Wherever the word "coordinates" occurs in the listing, copy the whole line.

_Dataset excerpts_:
Content starts
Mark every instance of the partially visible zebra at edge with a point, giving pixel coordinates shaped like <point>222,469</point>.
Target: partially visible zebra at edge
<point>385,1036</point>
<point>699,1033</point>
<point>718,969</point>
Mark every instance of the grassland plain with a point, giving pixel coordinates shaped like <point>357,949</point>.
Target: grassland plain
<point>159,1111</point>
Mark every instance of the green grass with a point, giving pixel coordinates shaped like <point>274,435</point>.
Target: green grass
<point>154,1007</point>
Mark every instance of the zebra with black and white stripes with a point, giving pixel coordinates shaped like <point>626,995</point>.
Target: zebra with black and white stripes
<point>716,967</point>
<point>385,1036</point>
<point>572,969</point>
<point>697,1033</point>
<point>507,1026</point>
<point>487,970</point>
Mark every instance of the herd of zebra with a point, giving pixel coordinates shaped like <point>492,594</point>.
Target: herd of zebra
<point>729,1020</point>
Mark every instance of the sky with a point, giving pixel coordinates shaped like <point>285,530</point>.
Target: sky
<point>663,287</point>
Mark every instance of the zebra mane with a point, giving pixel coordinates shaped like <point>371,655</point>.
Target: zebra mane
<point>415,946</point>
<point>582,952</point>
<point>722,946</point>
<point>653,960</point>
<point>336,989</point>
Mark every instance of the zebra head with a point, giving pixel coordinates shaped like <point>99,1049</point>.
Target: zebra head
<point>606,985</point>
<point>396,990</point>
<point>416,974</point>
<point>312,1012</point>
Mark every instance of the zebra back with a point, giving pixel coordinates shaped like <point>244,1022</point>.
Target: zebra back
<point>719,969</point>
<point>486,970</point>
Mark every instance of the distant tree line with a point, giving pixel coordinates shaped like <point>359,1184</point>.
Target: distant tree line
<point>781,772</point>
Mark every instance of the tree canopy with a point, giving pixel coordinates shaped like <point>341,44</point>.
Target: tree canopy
Content ends
_Task solution_:
Mark every instance of the partially visible zebra at edge with a point, giving pixel coordinates shaped like <point>222,469</point>.
Mark every instance of the grassland plain with a point, giving pixel coordinates shaped like <point>357,949</point>.
Mark every instance of the green grass with a point, giving pixel coordinates shaped like <point>274,435</point>.
Mark every instance of the zebra with black and white stripes with a point, giving pixel coordinates shaped like <point>626,995</point>.
Mark every instance of the herd of zebra with a point, giving pixel coordinates shaped like <point>492,594</point>.
Mark every instance of the sky with a point, giving pixel coordinates shaped like <point>285,530</point>.
Mark every instance of the zebra mane with a point, giving pixel coordinates shaped like <point>371,655</point>.
Mark every instance of the zebra head with a point, giving pixel coordinates shaped like <point>99,1049</point>.
Mark every instance of the zebra back with a point, giving pixel coordinates shaped like <point>244,1022</point>.
Mark every instance of the distant tree line with a point, giving pixel coordinates shaped like <point>359,1184</point>.
Mark every instance of the tree canopy with a point, giving pixel coordinates shaped like <point>341,44</point>.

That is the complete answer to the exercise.